Data listing
-------------------------

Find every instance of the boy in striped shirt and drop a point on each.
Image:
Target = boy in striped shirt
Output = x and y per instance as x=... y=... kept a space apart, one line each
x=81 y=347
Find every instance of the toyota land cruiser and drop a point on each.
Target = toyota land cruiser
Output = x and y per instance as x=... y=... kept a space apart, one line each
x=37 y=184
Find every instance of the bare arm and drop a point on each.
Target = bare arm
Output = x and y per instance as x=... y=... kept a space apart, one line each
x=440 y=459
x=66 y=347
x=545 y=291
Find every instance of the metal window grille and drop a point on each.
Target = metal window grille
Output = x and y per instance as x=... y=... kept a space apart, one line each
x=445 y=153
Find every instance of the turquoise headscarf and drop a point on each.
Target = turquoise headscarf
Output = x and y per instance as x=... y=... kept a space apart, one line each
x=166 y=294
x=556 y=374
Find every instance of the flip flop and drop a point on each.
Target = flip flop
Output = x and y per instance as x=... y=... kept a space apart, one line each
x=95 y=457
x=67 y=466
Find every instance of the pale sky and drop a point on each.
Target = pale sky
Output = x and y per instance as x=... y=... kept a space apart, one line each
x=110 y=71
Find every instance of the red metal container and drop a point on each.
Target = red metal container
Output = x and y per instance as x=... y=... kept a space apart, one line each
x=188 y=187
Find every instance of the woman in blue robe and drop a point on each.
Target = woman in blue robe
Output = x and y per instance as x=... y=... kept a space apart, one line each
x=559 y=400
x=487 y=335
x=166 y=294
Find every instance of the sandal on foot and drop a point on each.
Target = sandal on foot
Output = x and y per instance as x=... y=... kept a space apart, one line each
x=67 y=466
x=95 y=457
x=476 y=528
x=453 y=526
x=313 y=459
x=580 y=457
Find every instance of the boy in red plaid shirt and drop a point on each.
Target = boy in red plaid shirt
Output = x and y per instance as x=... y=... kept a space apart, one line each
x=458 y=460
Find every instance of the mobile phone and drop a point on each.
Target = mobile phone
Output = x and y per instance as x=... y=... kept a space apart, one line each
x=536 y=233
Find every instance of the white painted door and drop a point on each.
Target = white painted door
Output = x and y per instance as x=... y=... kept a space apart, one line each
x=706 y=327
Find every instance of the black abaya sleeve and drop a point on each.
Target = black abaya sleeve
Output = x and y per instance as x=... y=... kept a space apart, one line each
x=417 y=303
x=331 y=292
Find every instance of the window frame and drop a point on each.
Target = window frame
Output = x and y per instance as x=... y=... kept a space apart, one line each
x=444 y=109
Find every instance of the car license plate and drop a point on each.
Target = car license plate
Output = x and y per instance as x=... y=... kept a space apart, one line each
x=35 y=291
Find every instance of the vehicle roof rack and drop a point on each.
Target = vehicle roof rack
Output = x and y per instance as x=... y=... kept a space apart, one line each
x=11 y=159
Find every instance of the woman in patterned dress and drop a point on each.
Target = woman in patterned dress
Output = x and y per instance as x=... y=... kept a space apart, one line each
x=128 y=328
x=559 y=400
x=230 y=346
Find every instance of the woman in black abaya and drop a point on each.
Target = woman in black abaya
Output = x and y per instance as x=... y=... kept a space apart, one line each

-------------------------

Stated problem: Lay out every line of the rows above as a numbered list, dropping any blank lines.

Result of the exercise:
1. Find every instance of the boy in striped shirt and drop a point on each.
2. Image:
3. Target = boy in striped shirt
4. Output = x and y per instance as x=... y=... kept a space apart, one line each
5. x=81 y=347
6. Find every instance of the toyota land cruiser and drop a point on each.
7. Target = toyota land cruiser
8. Output = x and y per instance as x=... y=... kept a space apart, one line each
9. x=37 y=184
10. Find every instance of the bare arm and drop a point on each.
11. Target = bare arm
12. Output = x and y per instance as x=... y=... kept a space apart, one line each
13. x=440 y=459
14. x=66 y=347
15. x=545 y=291
16. Find every instance of the metal window grille and drop a point on each.
17. Target = metal window grille
18. Output = x and y per instance as x=... y=... kept a space apart, one line each
19. x=445 y=153
20. Find every instance of the turquoise headscarf and drop a point on each.
21. Target = turquoise headscarf
22. Output = x and y per instance as x=... y=... kept a space apart, one line each
23. x=166 y=294
24. x=556 y=374
25. Find every instance of the flip flop and drop a point on each.
26. Target = flip flop
27. Output = x and y per instance as x=... y=... kept a space apart, one line each
28. x=95 y=457
29. x=67 y=466
30. Find every instance of the pale sky and drop a point on each.
31. Target = pale sky
32. Output = x and y per instance as x=... y=... kept a space apart, one line each
33. x=110 y=71
34. Find every instance of the red metal container and drop a point on each.
35. Target = red metal container
36. Output = x and y per instance as x=... y=... kept a space apart, one line each
37. x=188 y=187
38. Find every instance of the woman in blue robe and drop a point on each.
39. Target = woman in blue robe
40. Output = x and y per instance as x=... y=... kept a space apart, one line each
41. x=559 y=400
42. x=487 y=335
43. x=166 y=294
44. Find every instance of the sandal on foot and drop a point on each.
45. Target = sandal on foot
46. Output = x and y per instance as x=... y=... kept a space apart, one line each
47. x=67 y=466
48. x=95 y=457
49. x=476 y=528
50. x=453 y=526
51. x=313 y=459
52. x=580 y=457
53. Find every instance of the boy in red plaid shirt and drop a point on each.
54. Target = boy in red plaid shirt
55. Output = x and y per instance as x=... y=... kept a space apart, one line each
56. x=458 y=460
57. Find every instance of the mobile phone and drop a point on each.
58. Target = mobile phone
59. Output = x and y per instance as x=... y=... kept a space apart, one line each
60. x=536 y=233
61. Find every instance of the white painted door and drop a point on each.
62. Target = white painted door
63. Output = x and y per instance as x=... y=... kept a space apart, one line each
64. x=706 y=327
65. Find every instance of the black abaya sleeve and drop a point on each.
66. Target = black abaya sleeve
67. Output = x and y per instance as x=... y=... kept a space apart, one line each
68. x=417 y=303
69. x=331 y=292
70. Find every instance of the window frame and drop a point on each.
71. Target = window frame
72. Output = x and y per instance as x=... y=... kept a space apart, one line each
73. x=444 y=109
74. Find every instance of the car license plate and drop a point on each.
75. Target = car license plate
76. Output = x and y per instance as x=... y=... kept a space apart, one line each
77. x=35 y=291
78. Find every instance of the vehicle roof rack and drop a point on each.
79. Target = vehicle roof rack
80. Output = x and y per instance as x=... y=... kept a space apart, one line each
81. x=11 y=159
82. Find every instance of the woman in patterned dress and drop a point on each.
83. Target = woman in patterned dress
84. Output = x and y per instance as x=... y=... kept a space apart, one line each
85. x=128 y=328
86. x=559 y=400
87. x=230 y=346
88. Find every instance of the woman in black abaya and drop a point on each.
89. Target = woman in black abaya
90. Output = x and y per instance as x=... y=... kept a space apart, one line each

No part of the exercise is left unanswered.